◆ DÉFIS
1 – Relevez tous les noms propres différents de la critique de Belle de gris, chacun une seule fois, dans l'ordre de leur première apparition.
2 – Mettez à jour la critique de Belle de gris en recopiant le passage qui commence à « Vous l’aurez compris, Belle » et se termine à « ville de Grisaille. », avec « amusant » à la place de « drôle ».
3 – Rédigez la suite de la critique de Belle de gris après sa dernière phrase.

Vous l’aurez compris, Belle de gris est un roman vraiment très drôle grâce à son côté irrévérencieux porté par Tristabelle. Cependant, n’allez pas croire que le roman n’est « que » drôle, car l’auteur prend soin de développer son univers dans ce tome 2.

Grisaille plus explorée

 

Le lecteur qui aura accroché à l’univers présenté dans Le Complot des corbeaux sera ravi de voir que Belle de gris l’explore un peu plus en profondeur pour lui faire découvrir de nouveaux aspects de la ville de Grisaille.

Tout d’abord, on sait enfin ce qu’il advient de Merryvère (la deuxième des Carmines) à la fin du premier tome, et croyez-moi, la situation n’est pas forcément très joyeuse pour elle. Même si le roman ne la met pas beaucoup en avant, l’auteur lui consacre quand même quelques chapitres dans lesquels elle est le personnage point de vue, ce qui permet de la développer et de la faire participer (parfois malgré elle) aux plans de sa sœur.

◆ ENTRÉES DE DONNÉES
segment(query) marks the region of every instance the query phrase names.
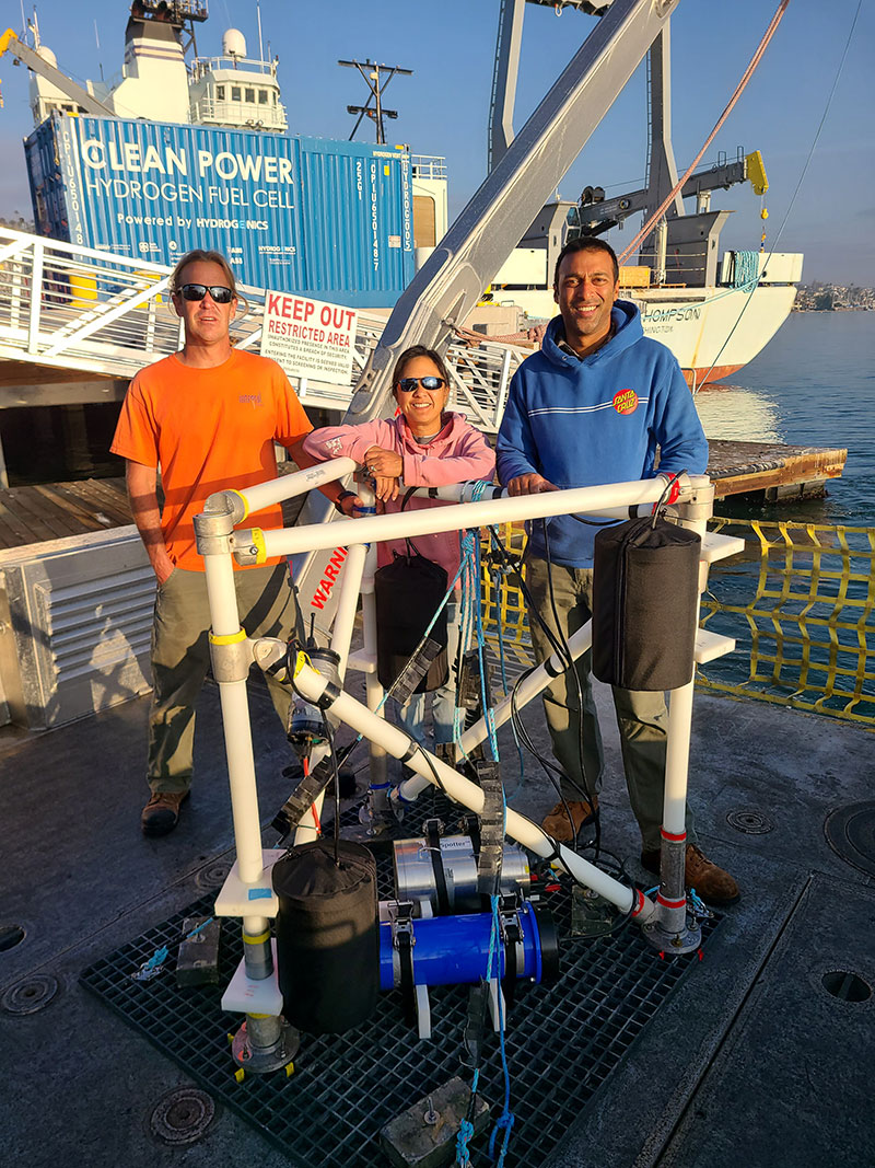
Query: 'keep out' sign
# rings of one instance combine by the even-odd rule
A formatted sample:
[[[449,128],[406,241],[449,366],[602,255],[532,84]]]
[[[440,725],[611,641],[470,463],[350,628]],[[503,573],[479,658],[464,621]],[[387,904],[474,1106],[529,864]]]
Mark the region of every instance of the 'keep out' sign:
[[[261,356],[273,357],[292,377],[349,385],[356,322],[355,308],[267,292]]]

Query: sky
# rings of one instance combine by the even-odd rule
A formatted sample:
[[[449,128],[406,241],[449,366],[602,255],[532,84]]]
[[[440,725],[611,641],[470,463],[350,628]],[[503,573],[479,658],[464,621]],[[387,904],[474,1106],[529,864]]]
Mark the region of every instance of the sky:
[[[720,117],[763,35],[778,0],[680,0],[672,16],[674,157],[679,172],[698,153]],[[91,0],[88,18],[68,0],[42,0],[42,40],[61,69],[78,81],[119,74],[126,0]],[[854,35],[848,35],[859,11]],[[220,51],[222,34],[239,28],[250,56],[258,55],[256,0],[209,0],[210,19],[198,27],[203,56]],[[386,123],[390,142],[447,159],[450,221],[485,176],[487,127],[498,0],[262,0],[267,55],[280,58],[279,79],[289,132],[348,139],[368,91],[358,72],[338,58],[378,61],[412,69],[391,82],[384,104],[398,110]],[[26,6],[29,18],[32,8]],[[7,0],[0,22],[23,27],[21,0]],[[514,125],[519,130],[595,25],[572,8],[526,5]],[[0,28],[2,32],[2,28]],[[98,41],[99,39],[99,47]],[[848,46],[839,75],[842,54]],[[791,0],[758,70],[704,162],[718,152],[734,158],[760,150],[770,189],[715,193],[712,207],[733,209],[723,248],[755,250],[765,221],[766,248],[803,251],[803,280],[875,285],[875,5],[867,0]],[[838,83],[836,83],[838,75]],[[21,139],[33,128],[27,70],[0,57],[0,216],[30,217]],[[806,158],[832,103],[807,173]],[[372,140],[373,125],[356,135]],[[646,93],[639,67],[598,130],[560,183],[564,199],[584,186],[609,195],[643,182],[646,160]],[[798,187],[798,193],[797,193]],[[692,203],[687,203],[692,208]],[[789,213],[789,214],[788,214]],[[607,238],[622,250],[631,221]]]

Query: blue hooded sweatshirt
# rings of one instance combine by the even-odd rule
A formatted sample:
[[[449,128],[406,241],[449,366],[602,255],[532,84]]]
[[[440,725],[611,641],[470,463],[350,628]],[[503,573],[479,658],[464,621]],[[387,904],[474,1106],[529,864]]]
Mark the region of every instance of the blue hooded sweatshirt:
[[[559,348],[555,317],[513,375],[496,444],[502,485],[533,473],[560,488],[650,479],[657,446],[660,473],[705,472],[708,443],[677,359],[644,335],[629,300],[615,301],[611,320],[611,339],[581,360]],[[532,528],[531,552],[546,558],[541,521]],[[592,568],[597,527],[558,515],[547,530],[552,562]]]

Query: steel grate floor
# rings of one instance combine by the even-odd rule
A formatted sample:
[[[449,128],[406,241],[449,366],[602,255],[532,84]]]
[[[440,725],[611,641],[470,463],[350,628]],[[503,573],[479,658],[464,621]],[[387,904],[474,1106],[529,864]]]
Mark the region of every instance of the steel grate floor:
[[[454,822],[457,808],[438,792],[420,800],[422,814]],[[418,807],[420,806],[418,804]],[[441,807],[441,804],[443,807]],[[406,835],[415,834],[413,825]],[[391,895],[391,851],[377,850],[380,896]],[[520,982],[509,1011],[505,1047],[516,1117],[509,1163],[542,1163],[628,1054],[666,996],[698,965],[696,955],[660,960],[637,929],[625,926],[607,938],[568,936],[570,897],[562,884],[541,902],[554,912],[561,939],[561,978],[550,988]],[[385,1163],[379,1129],[412,1103],[454,1075],[470,1082],[460,1063],[468,989],[430,992],[430,1041],[420,1042],[402,1020],[400,992],[382,994],[371,1021],[344,1035],[301,1036],[295,1073],[235,1078],[228,1035],[239,1015],[219,1008],[220,988],[178,988],[176,950],[187,917],[209,916],[214,896],[189,905],[82,974],[82,983],[135,1027],[163,1054],[259,1128],[300,1168],[377,1168]],[[716,922],[706,925],[705,937]],[[169,955],[162,972],[147,982],[132,979],[158,948]],[[220,985],[242,958],[237,920],[222,926]],[[481,1069],[481,1094],[501,1112],[504,1080],[498,1037],[488,1031]],[[483,1152],[488,1135],[474,1141]]]

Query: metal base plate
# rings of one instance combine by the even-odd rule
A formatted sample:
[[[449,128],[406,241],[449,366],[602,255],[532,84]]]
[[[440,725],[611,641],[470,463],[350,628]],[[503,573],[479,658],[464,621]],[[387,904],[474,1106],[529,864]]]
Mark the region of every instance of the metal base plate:
[[[455,825],[439,792],[416,804],[421,815]],[[444,818],[446,816],[446,818]],[[411,825],[412,826],[412,825]],[[391,856],[374,850],[380,896],[392,884]],[[629,1051],[674,987],[699,967],[693,957],[660,960],[626,924],[610,937],[572,938],[570,889],[542,894],[556,918],[561,976],[550,988],[520,982],[509,1011],[505,1048],[516,1122],[516,1163],[542,1163],[581,1110]],[[441,1083],[460,1073],[468,1021],[468,987],[430,992],[434,1037],[421,1042],[405,1026],[400,990],[382,994],[373,1017],[344,1035],[301,1035],[295,1073],[246,1075],[235,1080],[228,1034],[240,1016],[224,1014],[218,987],[180,988],[174,961],[186,917],[208,915],[211,898],[189,905],[163,925],[107,954],[82,974],[83,985],[118,1011],[159,1050],[175,1059],[217,1103],[238,1112],[298,1168],[377,1168],[383,1164],[380,1128]],[[715,927],[708,922],[707,937]],[[131,974],[162,945],[169,957],[149,981]],[[242,958],[240,927],[224,920],[219,975],[225,985]],[[573,1041],[572,1041],[573,1040]],[[533,1054],[536,1052],[536,1054]],[[470,1083],[470,1072],[462,1072]],[[488,1031],[481,1093],[499,1114],[504,1096],[498,1038]],[[314,1117],[321,1117],[314,1122]],[[485,1152],[487,1136],[471,1150]]]

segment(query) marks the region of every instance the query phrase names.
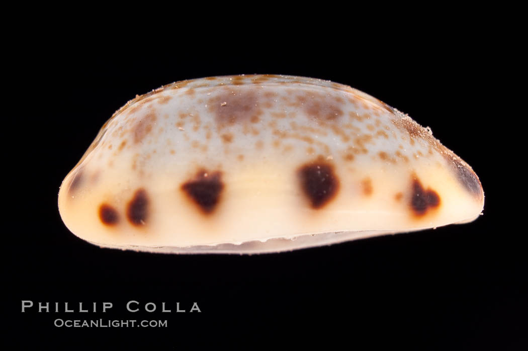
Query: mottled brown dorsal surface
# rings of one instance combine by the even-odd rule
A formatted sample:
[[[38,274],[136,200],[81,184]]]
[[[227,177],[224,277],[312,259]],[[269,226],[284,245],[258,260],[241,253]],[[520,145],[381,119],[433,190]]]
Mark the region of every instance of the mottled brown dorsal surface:
[[[274,75],[137,96],[67,176],[59,209],[101,246],[262,252],[467,222],[484,195],[430,130],[364,93]]]

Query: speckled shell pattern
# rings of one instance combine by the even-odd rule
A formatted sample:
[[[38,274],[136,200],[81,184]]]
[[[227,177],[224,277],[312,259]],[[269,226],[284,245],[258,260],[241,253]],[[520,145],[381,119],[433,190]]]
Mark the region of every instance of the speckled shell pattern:
[[[59,205],[101,246],[259,253],[467,222],[484,194],[430,129],[371,96],[242,75],[129,101],[67,176]]]

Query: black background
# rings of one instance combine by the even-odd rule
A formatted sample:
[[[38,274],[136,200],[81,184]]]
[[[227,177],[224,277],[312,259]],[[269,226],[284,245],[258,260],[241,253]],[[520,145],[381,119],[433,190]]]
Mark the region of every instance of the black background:
[[[25,54],[12,69],[21,77],[15,90],[24,92],[17,95],[29,111],[26,131],[7,136],[22,156],[23,172],[11,176],[22,196],[13,202],[17,229],[6,233],[16,242],[4,248],[17,345],[106,349],[144,341],[151,349],[175,349],[183,343],[273,345],[287,337],[294,345],[343,340],[352,348],[525,349],[528,264],[496,157],[500,136],[492,119],[500,116],[490,105],[501,87],[493,81],[493,38],[463,18],[450,20],[439,29],[388,29],[371,36],[346,28],[255,35],[213,27],[159,42],[73,40],[61,30],[23,43]],[[240,73],[331,80],[409,113],[478,175],[484,215],[435,230],[251,256],[103,249],[68,230],[56,205],[61,182],[115,110],[173,81]],[[114,308],[22,314],[22,300],[110,301]],[[165,302],[173,311],[176,302],[188,310],[196,301],[202,312],[130,314],[130,300],[158,310]],[[167,319],[168,327],[59,328],[57,318]]]

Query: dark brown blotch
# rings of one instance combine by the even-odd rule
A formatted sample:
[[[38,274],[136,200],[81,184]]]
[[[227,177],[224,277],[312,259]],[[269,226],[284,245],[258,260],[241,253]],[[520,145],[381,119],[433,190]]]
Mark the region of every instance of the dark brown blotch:
[[[181,189],[205,214],[216,208],[224,188],[222,173],[201,170],[195,177],[182,185]]]
[[[411,208],[414,215],[421,217],[429,210],[440,206],[440,196],[431,188],[423,188],[420,181],[413,177],[412,183],[412,196],[411,197]]]
[[[339,179],[331,164],[319,158],[299,168],[297,175],[301,188],[314,208],[320,208],[337,193]]]
[[[145,189],[138,189],[127,206],[127,217],[133,225],[144,225],[148,216],[148,196]]]
[[[468,166],[460,160],[454,158],[452,168],[456,174],[457,179],[464,188],[469,193],[482,200],[482,185],[477,177],[477,175]]]
[[[115,225],[119,221],[117,211],[107,204],[102,204],[99,206],[99,218],[101,222],[107,225]]]

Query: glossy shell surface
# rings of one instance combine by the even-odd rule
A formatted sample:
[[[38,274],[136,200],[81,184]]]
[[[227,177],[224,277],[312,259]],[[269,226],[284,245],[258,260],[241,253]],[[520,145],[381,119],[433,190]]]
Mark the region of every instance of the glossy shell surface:
[[[64,179],[61,216],[110,248],[278,252],[476,219],[480,182],[408,116],[350,87],[210,77],[136,97]]]

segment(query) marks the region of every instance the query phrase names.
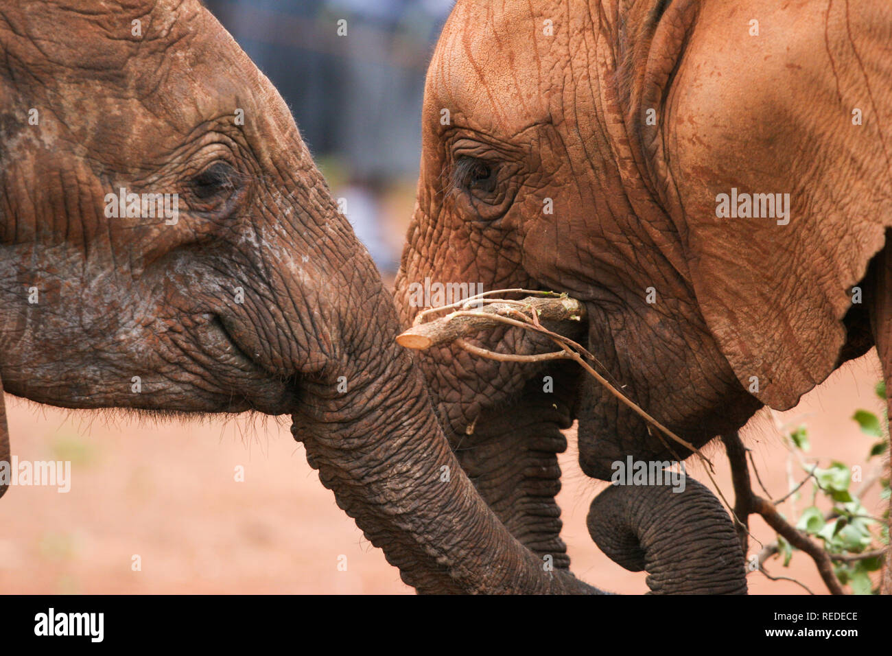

◆ CORRIGÉ DES EXERCICES
1 – Belle de gris, Tristabelle, Grisaille, Le Complot des corbeaux, Merryvère, Carmines

2 –
Vous l’aurez compris, Belle de gris est un roman vraiment très amusant grâce à son côté irrévérencieux porté par Tristabelle. Cependant, n’allez pas croire que le roman n’est « que » amusant, car l’auteur prend soin de développer son univers dans ce tome 2.

Grisaille plus explorée

 

Le lecteur qui aura accroché à l’univers présenté dans Le Complot des corbeaux sera ravi de voir que Belle de gris l’explore un peu plus en profondeur pour lui faire découvrir de nouveaux aspects de la ville de Grisaille.

3 –
Les origines des sœurs Carmines sont également explorées dans le roman, et on découvre que Tristabelle et Merry possèdent des dons héréditaires assez utiles, mais je ne vous en dirai pas plus. J’en profite pour ajouter que ceux qui ont eu l’œil ouvert et qui avaient deviné les origines de Dolorine verront leurs soupçons confirmés. Cette différenciation des origines des trois sœurs permet de les différencier encore plus pour mieux les individualiser.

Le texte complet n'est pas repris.